Phrase grounding data
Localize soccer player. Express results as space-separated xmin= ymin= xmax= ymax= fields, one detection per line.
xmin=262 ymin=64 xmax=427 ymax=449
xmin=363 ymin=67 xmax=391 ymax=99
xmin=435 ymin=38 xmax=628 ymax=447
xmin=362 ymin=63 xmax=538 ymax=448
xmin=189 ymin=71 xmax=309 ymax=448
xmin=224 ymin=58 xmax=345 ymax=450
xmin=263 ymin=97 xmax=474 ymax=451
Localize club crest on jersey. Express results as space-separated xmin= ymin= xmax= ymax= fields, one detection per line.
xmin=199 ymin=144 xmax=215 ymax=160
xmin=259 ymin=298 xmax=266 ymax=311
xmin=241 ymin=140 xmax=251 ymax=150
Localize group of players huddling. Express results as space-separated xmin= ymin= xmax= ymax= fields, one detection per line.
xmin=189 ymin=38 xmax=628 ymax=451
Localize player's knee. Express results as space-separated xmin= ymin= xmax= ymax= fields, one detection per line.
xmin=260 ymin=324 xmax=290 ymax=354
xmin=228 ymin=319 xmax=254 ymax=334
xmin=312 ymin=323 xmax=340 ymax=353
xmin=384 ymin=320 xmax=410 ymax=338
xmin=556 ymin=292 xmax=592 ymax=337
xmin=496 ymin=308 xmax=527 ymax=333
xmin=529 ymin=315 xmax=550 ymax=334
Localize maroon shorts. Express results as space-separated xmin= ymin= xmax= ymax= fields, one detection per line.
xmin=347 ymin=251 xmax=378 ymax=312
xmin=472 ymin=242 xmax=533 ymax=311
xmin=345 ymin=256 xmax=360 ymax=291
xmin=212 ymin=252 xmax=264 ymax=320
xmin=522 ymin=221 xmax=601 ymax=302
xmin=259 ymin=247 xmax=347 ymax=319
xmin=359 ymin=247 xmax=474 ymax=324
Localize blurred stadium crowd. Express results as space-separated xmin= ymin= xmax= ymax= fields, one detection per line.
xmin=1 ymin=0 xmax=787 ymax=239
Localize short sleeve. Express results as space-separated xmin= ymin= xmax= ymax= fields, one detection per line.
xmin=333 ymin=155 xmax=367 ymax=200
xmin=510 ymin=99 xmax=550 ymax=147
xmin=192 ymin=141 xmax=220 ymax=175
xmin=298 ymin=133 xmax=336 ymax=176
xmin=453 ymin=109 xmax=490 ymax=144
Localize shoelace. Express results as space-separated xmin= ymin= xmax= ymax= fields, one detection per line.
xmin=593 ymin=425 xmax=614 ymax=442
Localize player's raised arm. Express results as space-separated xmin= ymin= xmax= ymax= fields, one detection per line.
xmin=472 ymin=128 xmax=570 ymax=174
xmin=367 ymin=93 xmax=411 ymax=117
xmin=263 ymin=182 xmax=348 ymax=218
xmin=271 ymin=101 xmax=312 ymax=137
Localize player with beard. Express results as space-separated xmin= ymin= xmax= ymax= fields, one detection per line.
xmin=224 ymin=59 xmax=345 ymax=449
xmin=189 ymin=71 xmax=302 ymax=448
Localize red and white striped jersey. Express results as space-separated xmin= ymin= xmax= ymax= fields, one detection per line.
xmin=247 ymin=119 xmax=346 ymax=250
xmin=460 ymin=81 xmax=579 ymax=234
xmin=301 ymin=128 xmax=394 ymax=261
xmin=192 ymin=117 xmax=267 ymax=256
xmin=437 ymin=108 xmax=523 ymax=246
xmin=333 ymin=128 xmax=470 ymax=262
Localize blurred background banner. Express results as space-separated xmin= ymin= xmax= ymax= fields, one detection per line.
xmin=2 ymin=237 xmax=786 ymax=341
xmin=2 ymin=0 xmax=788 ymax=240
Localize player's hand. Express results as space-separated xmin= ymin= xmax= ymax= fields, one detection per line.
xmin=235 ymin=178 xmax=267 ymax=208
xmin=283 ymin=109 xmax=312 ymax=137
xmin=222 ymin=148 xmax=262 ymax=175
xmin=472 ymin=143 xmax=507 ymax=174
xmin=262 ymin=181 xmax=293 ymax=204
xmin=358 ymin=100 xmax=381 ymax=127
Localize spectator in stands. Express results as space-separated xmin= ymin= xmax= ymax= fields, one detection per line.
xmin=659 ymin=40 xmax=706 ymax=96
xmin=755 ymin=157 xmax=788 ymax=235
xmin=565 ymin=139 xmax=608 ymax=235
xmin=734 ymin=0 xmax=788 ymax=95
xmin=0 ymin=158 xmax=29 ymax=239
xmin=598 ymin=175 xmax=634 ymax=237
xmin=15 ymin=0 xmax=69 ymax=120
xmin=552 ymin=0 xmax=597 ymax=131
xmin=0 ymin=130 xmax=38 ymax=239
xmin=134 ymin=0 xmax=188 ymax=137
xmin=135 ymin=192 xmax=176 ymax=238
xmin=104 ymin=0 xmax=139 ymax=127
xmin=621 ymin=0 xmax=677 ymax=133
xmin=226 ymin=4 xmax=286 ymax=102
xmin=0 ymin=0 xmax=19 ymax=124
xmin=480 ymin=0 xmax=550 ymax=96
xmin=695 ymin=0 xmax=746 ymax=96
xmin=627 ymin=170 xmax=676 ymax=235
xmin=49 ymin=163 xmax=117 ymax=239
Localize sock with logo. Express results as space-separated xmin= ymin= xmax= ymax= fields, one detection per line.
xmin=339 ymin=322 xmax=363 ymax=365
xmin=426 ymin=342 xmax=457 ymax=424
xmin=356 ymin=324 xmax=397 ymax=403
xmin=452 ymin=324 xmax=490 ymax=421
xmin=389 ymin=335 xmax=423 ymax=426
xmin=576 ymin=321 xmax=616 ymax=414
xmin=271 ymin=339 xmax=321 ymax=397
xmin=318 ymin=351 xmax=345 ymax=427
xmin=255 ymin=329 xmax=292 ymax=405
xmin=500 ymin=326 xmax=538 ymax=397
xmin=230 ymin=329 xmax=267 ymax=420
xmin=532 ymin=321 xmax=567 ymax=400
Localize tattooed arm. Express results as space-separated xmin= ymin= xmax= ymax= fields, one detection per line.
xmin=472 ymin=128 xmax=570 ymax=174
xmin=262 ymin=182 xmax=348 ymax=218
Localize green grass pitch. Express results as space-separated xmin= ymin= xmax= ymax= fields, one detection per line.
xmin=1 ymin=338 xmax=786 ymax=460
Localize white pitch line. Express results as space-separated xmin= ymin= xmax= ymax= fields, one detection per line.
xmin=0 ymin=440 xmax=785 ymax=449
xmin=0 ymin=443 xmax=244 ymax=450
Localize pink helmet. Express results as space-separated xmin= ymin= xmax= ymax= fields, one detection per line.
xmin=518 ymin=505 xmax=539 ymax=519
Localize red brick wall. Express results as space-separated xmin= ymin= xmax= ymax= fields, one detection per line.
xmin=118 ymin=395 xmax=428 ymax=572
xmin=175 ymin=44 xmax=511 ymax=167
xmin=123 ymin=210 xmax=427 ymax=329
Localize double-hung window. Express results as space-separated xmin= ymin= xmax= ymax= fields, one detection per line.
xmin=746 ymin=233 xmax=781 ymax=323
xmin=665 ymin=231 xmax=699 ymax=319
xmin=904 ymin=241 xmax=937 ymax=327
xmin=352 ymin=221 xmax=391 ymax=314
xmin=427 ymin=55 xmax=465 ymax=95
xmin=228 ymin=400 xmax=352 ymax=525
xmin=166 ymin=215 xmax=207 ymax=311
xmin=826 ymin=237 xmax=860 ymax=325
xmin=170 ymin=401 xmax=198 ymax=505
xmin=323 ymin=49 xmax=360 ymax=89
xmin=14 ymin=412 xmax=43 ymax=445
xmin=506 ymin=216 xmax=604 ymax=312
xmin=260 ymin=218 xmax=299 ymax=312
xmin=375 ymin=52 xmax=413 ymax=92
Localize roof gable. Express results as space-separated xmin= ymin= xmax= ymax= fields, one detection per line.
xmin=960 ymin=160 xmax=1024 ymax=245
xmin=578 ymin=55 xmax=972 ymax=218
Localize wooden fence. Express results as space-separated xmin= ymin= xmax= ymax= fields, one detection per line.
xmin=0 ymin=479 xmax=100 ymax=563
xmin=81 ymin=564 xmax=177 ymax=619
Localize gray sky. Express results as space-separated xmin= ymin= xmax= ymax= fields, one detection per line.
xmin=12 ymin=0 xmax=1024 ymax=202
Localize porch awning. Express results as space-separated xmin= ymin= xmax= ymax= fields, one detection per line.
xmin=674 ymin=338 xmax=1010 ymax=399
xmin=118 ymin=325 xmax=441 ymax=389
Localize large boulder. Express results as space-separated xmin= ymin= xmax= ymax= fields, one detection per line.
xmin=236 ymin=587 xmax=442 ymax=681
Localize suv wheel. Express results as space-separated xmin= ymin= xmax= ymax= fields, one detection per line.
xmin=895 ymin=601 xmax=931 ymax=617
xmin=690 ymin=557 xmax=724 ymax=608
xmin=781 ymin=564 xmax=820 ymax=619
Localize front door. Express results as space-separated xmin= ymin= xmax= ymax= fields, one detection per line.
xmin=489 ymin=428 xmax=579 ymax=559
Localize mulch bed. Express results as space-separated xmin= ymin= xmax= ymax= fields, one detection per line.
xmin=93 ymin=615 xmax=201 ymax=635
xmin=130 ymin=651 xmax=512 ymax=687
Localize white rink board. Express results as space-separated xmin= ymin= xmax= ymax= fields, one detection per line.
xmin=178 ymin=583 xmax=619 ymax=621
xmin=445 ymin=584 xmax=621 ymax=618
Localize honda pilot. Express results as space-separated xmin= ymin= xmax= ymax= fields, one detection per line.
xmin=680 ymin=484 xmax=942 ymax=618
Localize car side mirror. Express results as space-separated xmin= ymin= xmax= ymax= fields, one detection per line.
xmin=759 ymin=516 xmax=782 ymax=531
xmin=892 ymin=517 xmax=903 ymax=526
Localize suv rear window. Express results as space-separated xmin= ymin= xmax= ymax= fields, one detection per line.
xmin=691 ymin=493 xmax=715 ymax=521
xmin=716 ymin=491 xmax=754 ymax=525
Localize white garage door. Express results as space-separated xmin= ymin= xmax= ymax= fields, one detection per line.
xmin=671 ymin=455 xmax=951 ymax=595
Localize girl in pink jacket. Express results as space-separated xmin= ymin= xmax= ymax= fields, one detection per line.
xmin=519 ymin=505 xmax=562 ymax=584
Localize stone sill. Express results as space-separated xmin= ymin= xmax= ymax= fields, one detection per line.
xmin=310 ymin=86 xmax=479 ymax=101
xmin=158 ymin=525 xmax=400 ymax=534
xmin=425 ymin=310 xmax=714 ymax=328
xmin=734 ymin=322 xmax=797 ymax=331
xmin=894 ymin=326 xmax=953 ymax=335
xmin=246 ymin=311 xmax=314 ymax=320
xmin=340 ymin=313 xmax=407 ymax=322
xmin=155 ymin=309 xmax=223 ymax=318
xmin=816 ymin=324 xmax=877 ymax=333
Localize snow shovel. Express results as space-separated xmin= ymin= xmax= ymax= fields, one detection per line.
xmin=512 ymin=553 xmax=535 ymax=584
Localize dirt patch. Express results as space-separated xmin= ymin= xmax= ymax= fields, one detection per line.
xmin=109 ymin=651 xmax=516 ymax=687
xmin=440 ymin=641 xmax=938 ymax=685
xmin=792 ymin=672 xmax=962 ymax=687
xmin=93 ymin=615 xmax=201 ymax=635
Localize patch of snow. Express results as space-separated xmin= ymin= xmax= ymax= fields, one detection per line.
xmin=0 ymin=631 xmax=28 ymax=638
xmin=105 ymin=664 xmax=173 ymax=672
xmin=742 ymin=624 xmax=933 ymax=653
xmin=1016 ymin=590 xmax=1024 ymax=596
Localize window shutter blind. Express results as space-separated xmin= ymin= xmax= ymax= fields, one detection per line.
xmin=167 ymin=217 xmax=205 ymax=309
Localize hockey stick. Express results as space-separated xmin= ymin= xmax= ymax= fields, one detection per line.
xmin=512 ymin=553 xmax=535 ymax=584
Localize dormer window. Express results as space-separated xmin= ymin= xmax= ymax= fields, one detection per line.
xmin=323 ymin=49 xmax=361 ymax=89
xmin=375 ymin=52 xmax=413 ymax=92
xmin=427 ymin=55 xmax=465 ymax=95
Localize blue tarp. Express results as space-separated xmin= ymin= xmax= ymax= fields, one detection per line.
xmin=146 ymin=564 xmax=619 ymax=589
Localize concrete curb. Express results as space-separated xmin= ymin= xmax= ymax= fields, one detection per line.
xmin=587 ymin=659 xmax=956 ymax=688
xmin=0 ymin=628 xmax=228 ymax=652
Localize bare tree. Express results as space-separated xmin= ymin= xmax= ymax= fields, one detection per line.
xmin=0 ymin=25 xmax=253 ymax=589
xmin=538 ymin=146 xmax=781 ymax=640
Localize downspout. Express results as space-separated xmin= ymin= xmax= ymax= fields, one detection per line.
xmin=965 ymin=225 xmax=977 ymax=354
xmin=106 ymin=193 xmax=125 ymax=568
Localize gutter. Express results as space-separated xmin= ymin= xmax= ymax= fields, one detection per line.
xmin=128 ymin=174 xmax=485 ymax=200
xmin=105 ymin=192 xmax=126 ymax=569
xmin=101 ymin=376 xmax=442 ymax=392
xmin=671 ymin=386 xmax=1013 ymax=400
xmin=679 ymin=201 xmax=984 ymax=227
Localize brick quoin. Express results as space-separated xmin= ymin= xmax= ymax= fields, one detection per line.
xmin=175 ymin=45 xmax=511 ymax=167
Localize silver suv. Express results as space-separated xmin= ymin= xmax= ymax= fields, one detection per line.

• Exercise brief
From the line containing "Localize downspout. Express" down to the last line of the data, transcribe every line exactly; nothing else should appear.

• Answer box
Localize downspout. Express results as space-separated xmin= ymin= xmax= ymax= fields, one detection per line.
xmin=965 ymin=225 xmax=977 ymax=354
xmin=106 ymin=193 xmax=125 ymax=568
Localize gutter. Express results as space-separated xmin= ymin= xmax= ymax= fields, one detection per line.
xmin=128 ymin=174 xmax=485 ymax=200
xmin=105 ymin=192 xmax=126 ymax=569
xmin=101 ymin=376 xmax=442 ymax=392
xmin=671 ymin=386 xmax=1013 ymax=400
xmin=679 ymin=201 xmax=984 ymax=227
Localize brick quoin. Express results as space-separated xmin= ymin= xmax= ymax= fields, one detection per line.
xmin=175 ymin=45 xmax=511 ymax=167
Localize silver suv. Express results as space-separated xmin= ymin= xmax= ymax= fields, one detection per line.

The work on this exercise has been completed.